引用文:
====
説明

液晶表示パネルの低温特性評価方法および低温特性評価用装置

【課題】液晶表示パネルの低温環境下における画像表示の特性を定量的に評価することで、その後の液晶表示パネルの駆動条件の調整等や設計変更および改良等に役立てることができる液晶表示パネルの低温特性評価方法を提供すること。
【解決手段】アクティブマトリクス方式で駆動される液晶表示パネルの低温特性評価方法であって、液晶表示パネルを低温環境下で保持しつつ、スイッチング素子のオン時間を変化させるべく液晶表示パネルの1画面の繰り返し走査の周波数であるフレーム周波数を変化させながら液晶表示パネルに評価用の画像を表示させて、その評価用の画像に輝度が不均一なムラが視認されるフレーム周波数を検出する。

【発明の詳細な説明】
【技術分野】
【0001】
本発明は、液晶表示パネルの特性評価方法および特性評価用装置に関し、更に詳しくは、−10℃などの低温環境下での画像表示における液晶表示パネルの低温特性評価方法および低温特性評価用装置に関する。
【背景技術】
【0002】
近年、コンピュータやテレビなどの家電製品の表示部として、薄膜トランジスタ(TFT)を備えたアクティブマトリクス方式の液晶表示パネルが広く用いられている。この液晶表示パネルは、TFTアレイ基板とカラーフィルタ(CF)基板とからなる一対の基板が所定の間隔を置いて平行に対向配置され、両基板間に液晶が充填された構成をなしている。
【0003】
TFTアレイ基板には、複数本の走査電極線と、複数本の画像信号電極線と、これら電極線によって格子状に区画された各領域に配置された画素電極が形成され、CF基板にはほぼ全面に共通電極が形成されており、各画素電極と共通電極に印加する電圧を変化させることで、画素毎の液晶を駆動させて画像表示ができるようになっている。
【0004】
具体的には、1本の走査電極線を選択して走査信号電圧を印加し、選択された走査電極線に接続された全てのTFTをオン状態にして、このときにタイミングを合わせて、全ての画像信号電極線にそれぞれの画素の駆動状態に合わせた画像信号電圧を印加することで、各TFTに接続された全ての画素電極に画像信号電圧が充電されて液晶が駆動される。そして、走査電極線を上から順次選択して走査することで、すべての画素が駆動されて1フレーム分の画像、つまり1画面が表示される。これを所定のフレーム周波数(1画面の繰り返し走査の周波数)で繰り返すことで動画が表示されるようになっている。
【0005】
フレーム周波数としては、通常、60Hzが広く用いられているが、動きの速い動画像であっても1/60秒の間は画像が止まったホールド型の表示となるため、輪郭が不鮮明な画像になるいわゆる動画ぼけになってしまう。そこで、1つのフレームで画像を表示した後に全面ブラック(黒)の画像を挿入し、ホールド時間を短くして擬似的にインパルス型の表示にすることによりくっきりと動画を表示する技術が開発されている。この場合、フレーム周波数は2倍の120Hzとなる。また、液晶表示パネルの画像表示におけるコントラスト等の画質を向上させるためフレーム周波数を120Hzとする場合がある。
====
ポインティング記録:
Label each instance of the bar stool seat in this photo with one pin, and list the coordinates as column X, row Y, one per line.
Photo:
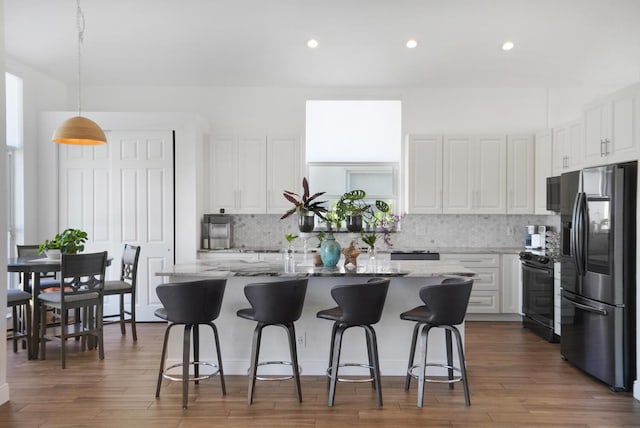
column 445, row 305
column 276, row 303
column 190, row 304
column 18, row 299
column 359, row 305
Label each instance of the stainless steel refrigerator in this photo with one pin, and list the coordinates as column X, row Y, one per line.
column 598, row 262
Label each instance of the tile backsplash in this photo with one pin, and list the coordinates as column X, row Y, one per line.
column 417, row 231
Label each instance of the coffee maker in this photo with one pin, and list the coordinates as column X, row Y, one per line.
column 216, row 232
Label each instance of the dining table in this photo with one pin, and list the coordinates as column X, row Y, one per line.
column 33, row 268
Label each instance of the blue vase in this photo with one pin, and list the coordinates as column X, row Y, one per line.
column 330, row 251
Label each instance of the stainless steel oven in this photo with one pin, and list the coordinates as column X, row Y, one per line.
column 538, row 294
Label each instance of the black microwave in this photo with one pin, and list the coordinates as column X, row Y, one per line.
column 553, row 194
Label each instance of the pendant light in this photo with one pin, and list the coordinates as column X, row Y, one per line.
column 79, row 130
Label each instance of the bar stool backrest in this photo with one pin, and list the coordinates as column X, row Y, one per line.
column 447, row 302
column 192, row 302
column 277, row 302
column 361, row 303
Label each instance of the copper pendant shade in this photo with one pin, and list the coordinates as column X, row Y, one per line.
column 80, row 131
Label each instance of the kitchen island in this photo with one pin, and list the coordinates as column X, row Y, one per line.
column 313, row 334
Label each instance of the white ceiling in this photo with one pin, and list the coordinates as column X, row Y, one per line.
column 559, row 43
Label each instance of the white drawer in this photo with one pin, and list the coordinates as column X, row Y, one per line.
column 473, row 260
column 486, row 279
column 484, row 302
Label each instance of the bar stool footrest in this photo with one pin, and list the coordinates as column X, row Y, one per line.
column 349, row 380
column 411, row 373
column 272, row 378
column 192, row 377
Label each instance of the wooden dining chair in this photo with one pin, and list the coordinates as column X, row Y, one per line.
column 125, row 285
column 82, row 277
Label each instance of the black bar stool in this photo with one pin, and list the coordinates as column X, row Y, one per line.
column 359, row 305
column 20, row 303
column 274, row 303
column 444, row 307
column 190, row 304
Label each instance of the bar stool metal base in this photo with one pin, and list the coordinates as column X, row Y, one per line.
column 350, row 380
column 272, row 378
column 167, row 375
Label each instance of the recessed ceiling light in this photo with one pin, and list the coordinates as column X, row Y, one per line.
column 507, row 46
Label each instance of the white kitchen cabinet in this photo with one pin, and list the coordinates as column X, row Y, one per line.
column 284, row 165
column 424, row 174
column 485, row 294
column 520, row 174
column 543, row 169
column 610, row 128
column 567, row 147
column 247, row 175
column 475, row 172
column 511, row 284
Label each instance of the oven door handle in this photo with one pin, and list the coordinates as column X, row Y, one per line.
column 587, row 307
column 547, row 272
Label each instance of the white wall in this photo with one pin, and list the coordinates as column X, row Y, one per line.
column 4, row 386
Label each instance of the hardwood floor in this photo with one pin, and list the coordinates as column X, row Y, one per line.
column 516, row 380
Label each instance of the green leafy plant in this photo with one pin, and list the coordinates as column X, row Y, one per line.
column 290, row 238
column 352, row 203
column 305, row 202
column 70, row 241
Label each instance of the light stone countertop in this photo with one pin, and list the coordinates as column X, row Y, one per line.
column 229, row 268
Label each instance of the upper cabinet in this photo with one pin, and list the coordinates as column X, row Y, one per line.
column 247, row 175
column 610, row 128
column 566, row 147
column 284, row 165
column 475, row 174
column 520, row 174
column 423, row 163
column 543, row 169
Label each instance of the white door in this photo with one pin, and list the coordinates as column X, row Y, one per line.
column 123, row 193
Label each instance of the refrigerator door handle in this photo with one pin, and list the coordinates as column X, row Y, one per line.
column 578, row 235
column 587, row 307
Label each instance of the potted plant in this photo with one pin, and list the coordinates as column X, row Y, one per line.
column 306, row 206
column 70, row 241
column 352, row 206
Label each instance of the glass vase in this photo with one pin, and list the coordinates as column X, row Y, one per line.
column 329, row 251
====
目標:
液晶表示パネルの低温特性評価に関する引用文から、【】で囲まれた見出しのうち段落番号でないものをすべて挙げてください。 これらの記録は、引用文とは別の出典から取られたものです。

解答例:
課題、解決手段、発明の詳細な説明、技術分野、背景技術